* START Record set *

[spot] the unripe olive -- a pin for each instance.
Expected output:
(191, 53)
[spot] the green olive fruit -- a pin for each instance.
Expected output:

* END Record set *

To be done
Retype every item above word for word, with no changes.

Finished answer
[spot] the unripe olive -- a pin for each instance.
Expected output:
(191, 53)
[spot] the green olive fruit -- a pin for each instance.
Expected output:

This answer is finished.